(Saved entries)
*** Block opens ***

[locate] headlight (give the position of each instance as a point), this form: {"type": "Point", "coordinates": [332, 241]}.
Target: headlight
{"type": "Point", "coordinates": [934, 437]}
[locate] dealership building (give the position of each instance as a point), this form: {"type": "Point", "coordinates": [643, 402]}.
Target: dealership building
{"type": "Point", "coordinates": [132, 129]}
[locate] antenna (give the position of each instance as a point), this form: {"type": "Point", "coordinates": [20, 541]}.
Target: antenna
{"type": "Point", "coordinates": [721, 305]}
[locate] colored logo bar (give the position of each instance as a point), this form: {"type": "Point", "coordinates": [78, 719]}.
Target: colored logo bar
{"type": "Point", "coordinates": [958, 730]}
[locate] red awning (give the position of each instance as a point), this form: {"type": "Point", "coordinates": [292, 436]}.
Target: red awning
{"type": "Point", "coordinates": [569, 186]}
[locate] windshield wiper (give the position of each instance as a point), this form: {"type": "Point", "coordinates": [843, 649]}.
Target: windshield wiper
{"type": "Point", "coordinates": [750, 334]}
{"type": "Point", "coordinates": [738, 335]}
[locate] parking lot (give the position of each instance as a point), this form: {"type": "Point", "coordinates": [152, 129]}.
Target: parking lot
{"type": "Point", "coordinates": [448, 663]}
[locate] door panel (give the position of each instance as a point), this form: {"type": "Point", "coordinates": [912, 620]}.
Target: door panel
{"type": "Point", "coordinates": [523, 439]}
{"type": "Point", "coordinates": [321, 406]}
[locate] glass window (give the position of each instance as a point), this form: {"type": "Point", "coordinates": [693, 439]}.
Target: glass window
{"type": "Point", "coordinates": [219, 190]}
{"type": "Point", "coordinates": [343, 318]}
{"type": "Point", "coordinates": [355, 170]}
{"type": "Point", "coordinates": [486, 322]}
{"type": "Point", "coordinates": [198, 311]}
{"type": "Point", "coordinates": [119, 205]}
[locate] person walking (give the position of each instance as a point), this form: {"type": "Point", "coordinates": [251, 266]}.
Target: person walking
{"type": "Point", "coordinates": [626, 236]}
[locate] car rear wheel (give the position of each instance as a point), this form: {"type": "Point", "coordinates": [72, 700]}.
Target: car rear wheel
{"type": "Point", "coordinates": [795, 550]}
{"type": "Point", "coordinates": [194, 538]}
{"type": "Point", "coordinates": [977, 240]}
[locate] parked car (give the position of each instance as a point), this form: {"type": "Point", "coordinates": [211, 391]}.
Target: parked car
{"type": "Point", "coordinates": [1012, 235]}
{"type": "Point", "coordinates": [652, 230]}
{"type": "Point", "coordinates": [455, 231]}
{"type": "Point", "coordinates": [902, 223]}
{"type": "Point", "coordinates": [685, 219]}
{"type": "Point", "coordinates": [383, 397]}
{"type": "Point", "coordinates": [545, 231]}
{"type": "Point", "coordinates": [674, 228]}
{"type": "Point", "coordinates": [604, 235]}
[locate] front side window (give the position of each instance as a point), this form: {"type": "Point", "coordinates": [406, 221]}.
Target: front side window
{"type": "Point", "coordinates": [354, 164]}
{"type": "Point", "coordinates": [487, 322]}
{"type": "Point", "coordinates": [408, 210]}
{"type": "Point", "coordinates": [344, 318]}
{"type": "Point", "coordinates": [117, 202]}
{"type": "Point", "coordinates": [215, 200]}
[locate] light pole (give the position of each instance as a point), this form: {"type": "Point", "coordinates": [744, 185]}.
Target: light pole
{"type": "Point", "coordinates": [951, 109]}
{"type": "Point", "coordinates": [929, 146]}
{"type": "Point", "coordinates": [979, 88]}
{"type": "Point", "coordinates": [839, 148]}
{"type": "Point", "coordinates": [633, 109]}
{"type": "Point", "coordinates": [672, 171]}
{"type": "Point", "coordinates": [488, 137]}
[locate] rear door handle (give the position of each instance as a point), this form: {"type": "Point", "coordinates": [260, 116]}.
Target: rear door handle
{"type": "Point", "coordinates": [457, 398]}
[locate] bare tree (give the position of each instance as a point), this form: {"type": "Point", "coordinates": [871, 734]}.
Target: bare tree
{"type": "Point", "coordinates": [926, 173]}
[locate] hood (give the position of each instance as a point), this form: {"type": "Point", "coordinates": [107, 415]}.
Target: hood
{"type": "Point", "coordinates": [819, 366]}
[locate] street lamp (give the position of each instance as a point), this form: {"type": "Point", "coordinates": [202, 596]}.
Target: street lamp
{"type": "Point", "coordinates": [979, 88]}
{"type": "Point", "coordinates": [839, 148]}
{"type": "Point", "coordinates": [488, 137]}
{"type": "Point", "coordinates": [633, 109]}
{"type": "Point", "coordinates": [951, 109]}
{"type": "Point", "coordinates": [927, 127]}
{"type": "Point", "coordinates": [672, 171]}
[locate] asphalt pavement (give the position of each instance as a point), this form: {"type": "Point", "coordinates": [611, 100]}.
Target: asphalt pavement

*** Block closes ***

If a line contains the word "pavement", it counts; say how many such lines there are in the data above, and nothing else.

Result of the task: 2